## begin Data extract

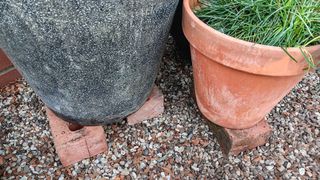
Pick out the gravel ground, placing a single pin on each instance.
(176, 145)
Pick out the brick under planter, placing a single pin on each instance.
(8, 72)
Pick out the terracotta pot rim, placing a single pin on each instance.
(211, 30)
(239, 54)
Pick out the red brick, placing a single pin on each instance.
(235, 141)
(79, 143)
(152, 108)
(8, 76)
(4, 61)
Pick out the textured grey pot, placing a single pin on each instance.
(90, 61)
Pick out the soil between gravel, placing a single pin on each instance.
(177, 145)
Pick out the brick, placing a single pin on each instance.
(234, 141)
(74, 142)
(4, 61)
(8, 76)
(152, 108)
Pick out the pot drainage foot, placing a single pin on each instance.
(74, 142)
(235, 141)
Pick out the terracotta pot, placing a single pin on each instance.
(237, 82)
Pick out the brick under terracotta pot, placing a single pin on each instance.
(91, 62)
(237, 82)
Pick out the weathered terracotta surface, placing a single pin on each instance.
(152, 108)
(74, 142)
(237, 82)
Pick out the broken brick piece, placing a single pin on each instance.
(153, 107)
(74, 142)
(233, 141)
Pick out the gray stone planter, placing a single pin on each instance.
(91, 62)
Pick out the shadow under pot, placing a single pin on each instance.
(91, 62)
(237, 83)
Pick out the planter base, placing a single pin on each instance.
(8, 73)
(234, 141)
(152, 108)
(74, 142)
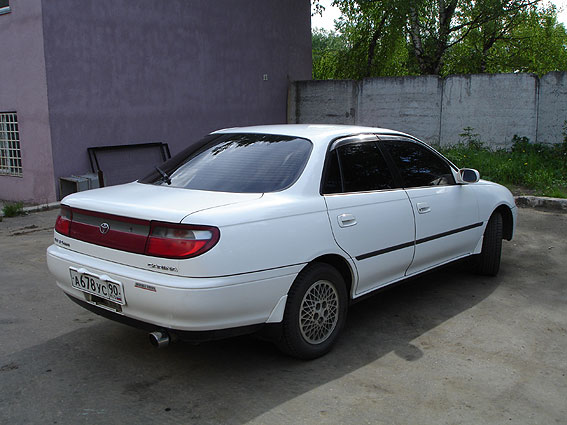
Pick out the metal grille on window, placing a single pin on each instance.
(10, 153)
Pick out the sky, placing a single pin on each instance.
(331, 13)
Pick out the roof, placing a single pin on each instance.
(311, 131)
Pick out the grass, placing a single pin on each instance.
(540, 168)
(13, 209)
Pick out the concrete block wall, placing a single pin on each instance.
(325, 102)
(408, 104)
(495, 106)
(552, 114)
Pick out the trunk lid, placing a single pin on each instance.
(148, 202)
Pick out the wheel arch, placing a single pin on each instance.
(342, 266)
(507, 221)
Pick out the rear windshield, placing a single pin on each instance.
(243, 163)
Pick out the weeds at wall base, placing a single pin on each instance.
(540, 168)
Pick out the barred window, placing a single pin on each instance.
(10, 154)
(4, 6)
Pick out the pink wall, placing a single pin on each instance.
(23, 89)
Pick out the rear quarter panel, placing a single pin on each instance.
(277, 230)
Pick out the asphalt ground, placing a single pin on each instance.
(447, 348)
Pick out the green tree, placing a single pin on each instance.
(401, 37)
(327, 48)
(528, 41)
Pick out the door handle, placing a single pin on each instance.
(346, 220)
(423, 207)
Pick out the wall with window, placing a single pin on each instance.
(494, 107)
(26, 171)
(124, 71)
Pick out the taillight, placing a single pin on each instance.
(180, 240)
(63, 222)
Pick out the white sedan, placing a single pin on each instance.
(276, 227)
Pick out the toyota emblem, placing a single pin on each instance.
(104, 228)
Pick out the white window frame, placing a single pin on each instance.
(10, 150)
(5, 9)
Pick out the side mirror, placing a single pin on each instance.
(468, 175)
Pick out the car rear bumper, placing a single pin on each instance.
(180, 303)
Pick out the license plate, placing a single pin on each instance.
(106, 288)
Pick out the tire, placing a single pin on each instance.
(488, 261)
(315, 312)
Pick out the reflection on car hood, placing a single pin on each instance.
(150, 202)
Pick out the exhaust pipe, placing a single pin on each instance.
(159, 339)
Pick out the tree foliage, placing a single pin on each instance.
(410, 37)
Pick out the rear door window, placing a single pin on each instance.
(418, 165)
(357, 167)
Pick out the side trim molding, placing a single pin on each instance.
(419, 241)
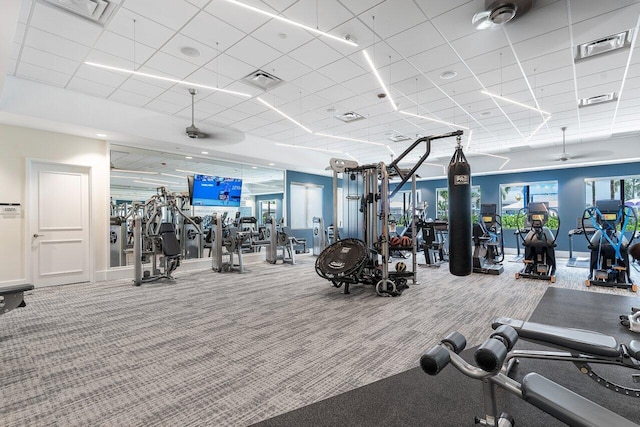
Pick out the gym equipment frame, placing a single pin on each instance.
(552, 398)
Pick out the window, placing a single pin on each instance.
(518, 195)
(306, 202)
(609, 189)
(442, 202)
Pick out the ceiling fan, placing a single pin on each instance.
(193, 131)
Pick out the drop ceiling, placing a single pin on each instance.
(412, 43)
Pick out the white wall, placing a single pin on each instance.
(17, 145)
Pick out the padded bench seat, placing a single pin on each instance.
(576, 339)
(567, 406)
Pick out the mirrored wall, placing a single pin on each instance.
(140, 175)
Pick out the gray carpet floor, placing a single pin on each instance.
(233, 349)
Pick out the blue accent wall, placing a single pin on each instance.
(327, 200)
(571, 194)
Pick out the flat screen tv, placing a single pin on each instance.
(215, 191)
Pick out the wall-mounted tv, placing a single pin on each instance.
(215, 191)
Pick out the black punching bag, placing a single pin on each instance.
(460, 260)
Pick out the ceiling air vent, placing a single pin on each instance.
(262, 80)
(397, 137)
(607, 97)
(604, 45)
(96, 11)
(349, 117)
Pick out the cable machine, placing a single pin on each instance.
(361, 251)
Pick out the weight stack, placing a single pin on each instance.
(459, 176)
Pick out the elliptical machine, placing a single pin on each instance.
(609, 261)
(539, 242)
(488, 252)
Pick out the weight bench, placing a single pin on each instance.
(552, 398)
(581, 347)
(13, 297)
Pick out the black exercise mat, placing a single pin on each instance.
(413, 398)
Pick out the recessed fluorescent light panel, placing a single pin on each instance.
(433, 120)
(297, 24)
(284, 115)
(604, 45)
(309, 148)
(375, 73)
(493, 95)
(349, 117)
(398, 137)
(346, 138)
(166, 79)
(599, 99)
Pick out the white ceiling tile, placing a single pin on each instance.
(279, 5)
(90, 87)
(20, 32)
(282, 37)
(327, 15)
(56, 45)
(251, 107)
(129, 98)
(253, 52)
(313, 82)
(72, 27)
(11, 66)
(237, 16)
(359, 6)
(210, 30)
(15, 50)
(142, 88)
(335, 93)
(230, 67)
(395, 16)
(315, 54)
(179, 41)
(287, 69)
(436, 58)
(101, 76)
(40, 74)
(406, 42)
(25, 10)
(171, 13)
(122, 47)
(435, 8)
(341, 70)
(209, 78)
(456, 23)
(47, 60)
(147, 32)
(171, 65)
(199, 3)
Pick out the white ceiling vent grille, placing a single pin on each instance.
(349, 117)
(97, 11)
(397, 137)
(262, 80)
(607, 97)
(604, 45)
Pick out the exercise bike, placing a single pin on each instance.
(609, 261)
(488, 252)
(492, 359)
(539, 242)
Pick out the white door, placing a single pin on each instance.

## end Data extract

### Goal of the exercise
Reproduce the records verbatim, omitting all images they contain.

### Exercise solution
Pick out the gravel ground, placing a single pin on each instance.
(176, 145)
Pick out the brick under planter, placing a single pin on each instance.
(8, 72)
Pick out the terracotta pot rim, placing a single pin on each instance.
(211, 30)
(239, 54)
Pick out the red brick, placing a single pin on each instance.
(235, 141)
(79, 143)
(152, 108)
(8, 76)
(4, 61)
Pick out the textured grey pot, placing a single pin on each instance.
(90, 61)
Pick out the soil between gravel, placing a single pin on each instance.
(177, 145)
Pick out the brick, placing a single pin on each instance.
(234, 141)
(74, 142)
(4, 61)
(8, 76)
(152, 108)
Pick out the pot drainage foot, placing a single pin on each instance.
(74, 142)
(235, 141)
Pick out the terracotta pot, placing a single pin on each instance.
(237, 82)
Pick out the brick under terracotta pot, placing a single pin on each instance.
(91, 62)
(237, 82)
Pick out the weathered terracotta surface, placing a single pin on each instance.
(152, 108)
(74, 142)
(237, 82)
Pick out the broken brick piece, placing a single pin on each instance.
(153, 107)
(74, 142)
(233, 141)
Pick out the gray stone planter, placing a single pin on each instance.
(91, 62)
Pick out the shadow under pot, placing a single pin on each instance.
(91, 62)
(237, 83)
Pick out the planter base, placing a single pin on each instance.
(8, 73)
(234, 141)
(152, 108)
(74, 142)
Pick out the metal grille on window, placing a single pin on each instance.
(10, 153)
Pick out the sky, placing a single pin on each instance.
(331, 13)
Pick out the roof, placing a single pin on each instance.
(311, 131)
Pick out the grass, placing a single pin on each instance.
(540, 168)
(13, 209)
Pick out the concrete block wall, placing a single pin on each instance.
(325, 102)
(408, 104)
(495, 106)
(552, 114)
Pick out the trunk lid, placing a single pin on each instance.
(148, 202)
Pick out the wheel arch, placing a single pin on each instance.
(342, 266)
(507, 221)
Pick out the rear windshield, placing a single pin on each instance.
(243, 163)
Pick out the weeds at wall base, placing a single pin on each instance.
(540, 168)
Pick out the barred window, placing a single pin on each instance.
(10, 154)
(4, 6)
Pick out the pink wall, placing a single pin on each instance.
(23, 89)
Pick out the rear quarter panel, placing a single pin on each instance.
(277, 230)
Pick out the asphalt ground, placing a single pin on each instance.
(447, 348)
Pick out the green tree, placing a single pin on each instance.
(401, 37)
(327, 48)
(528, 41)
Pick out the door handle, placing a single pin on each instance.
(346, 220)
(423, 207)
Pick out the wall with window, placing a single pin on each instance.
(494, 107)
(26, 171)
(124, 71)
Pick out the taillight, placing a single pin on each instance.
(180, 240)
(63, 222)
Pick out the white sedan, placing a single pin on each instance.
(276, 227)
Pick out the toyota emblem, placing a single pin on each instance.
(104, 228)
Pick out the white window frame, placing a single pin on each instance.
(10, 150)
(5, 9)
Pick out the side mirror, placing a single pin on each instance.
(468, 175)
Pick out the car rear bumper, placing a single pin on each instance.
(180, 303)
Pick out the license plate, placing a single pin on each instance.
(106, 288)
Pick out the tire, placing a single pin on each instance.
(488, 261)
(315, 312)
Pick out the reflection on car hood, placing a single pin on each instance.
(150, 202)
Pick out the exhaust pipe, placing a single pin on each instance.
(159, 339)
Pick out the tree foliage, placing a single pin on each instance.
(410, 37)
Pick out the rear door window, placing a single pin on each instance.
(418, 165)
(357, 167)
Pick out the side trim molding, placing a single pin on each instance.
(419, 241)
Pick out the gym equipment frame, placing a single pin on each instance.
(552, 398)
Pick out the window, placing a single pin on each instance.
(518, 195)
(306, 202)
(609, 189)
(442, 202)
Pick out the ceiling fan, placing a single pin on each instance.
(193, 131)
Pick out the drop ceiling, placing a single pin on each instance.
(412, 43)
Pick out the white wall, placing a single pin on each instance.
(17, 145)
Pick out the padded bench seat, placing a single pin on each instance.
(576, 339)
(567, 406)
Pick out the mirrored wall, placing a single pin on each instance.
(140, 175)
Pick out the gray carpet floor, placing a single pin on each instance.
(233, 349)
Pick out the blue accent wall, placing a single pin on each instance.
(327, 200)
(571, 194)
Pick out the flat screen tv, placing a single pin on each instance.
(215, 191)
Pick out the wall-mounted tv, placing a single pin on each instance.
(215, 191)
Pick out the black punching bag, placing a single pin on each instance.
(460, 260)
Pick out the ceiling air vent, placing a single pin on each instance.
(262, 80)
(397, 137)
(607, 97)
(604, 45)
(96, 11)
(349, 117)
Pick out the cable machine, placing a single pin on each instance.
(361, 251)
Pick out the weight stack, placing a single pin on each instance.
(459, 176)
Pick out the elliptical machine, placing a single pin on each instance.
(609, 261)
(539, 242)
(488, 252)
Pick out the weight bench, placing a single pin on each instance.
(552, 398)
(581, 347)
(13, 297)
Pick out the black exercise mat, placing a single pin on each instance.
(413, 398)
Pick out the recessed fluorescent light panel, placing a single pin on each instance.
(433, 120)
(297, 24)
(284, 115)
(604, 45)
(309, 148)
(375, 73)
(493, 95)
(349, 117)
(398, 137)
(346, 138)
(166, 79)
(599, 99)
Pick out the white ceiling tile, placing a single pin on each instance.
(279, 5)
(90, 87)
(20, 32)
(282, 37)
(327, 15)
(56, 45)
(251, 107)
(129, 98)
(253, 52)
(313, 82)
(72, 27)
(11, 66)
(237, 16)
(359, 6)
(210, 30)
(15, 50)
(142, 88)
(335, 93)
(230, 67)
(395, 16)
(315, 54)
(179, 41)
(287, 69)
(436, 58)
(101, 76)
(40, 74)
(406, 42)
(25, 10)
(171, 13)
(122, 47)
(435, 8)
(341, 70)
(209, 78)
(456, 23)
(47, 60)
(147, 32)
(171, 65)
(199, 3)
Pick out the white ceiling vent grille, placing a single pin on each instance.
(349, 117)
(97, 11)
(397, 137)
(262, 80)
(607, 97)
(604, 45)
Pick out the exercise bike, placing a single pin on each instance.
(609, 261)
(488, 252)
(492, 359)
(539, 242)
Pick out the white door, placing a single pin on each instance.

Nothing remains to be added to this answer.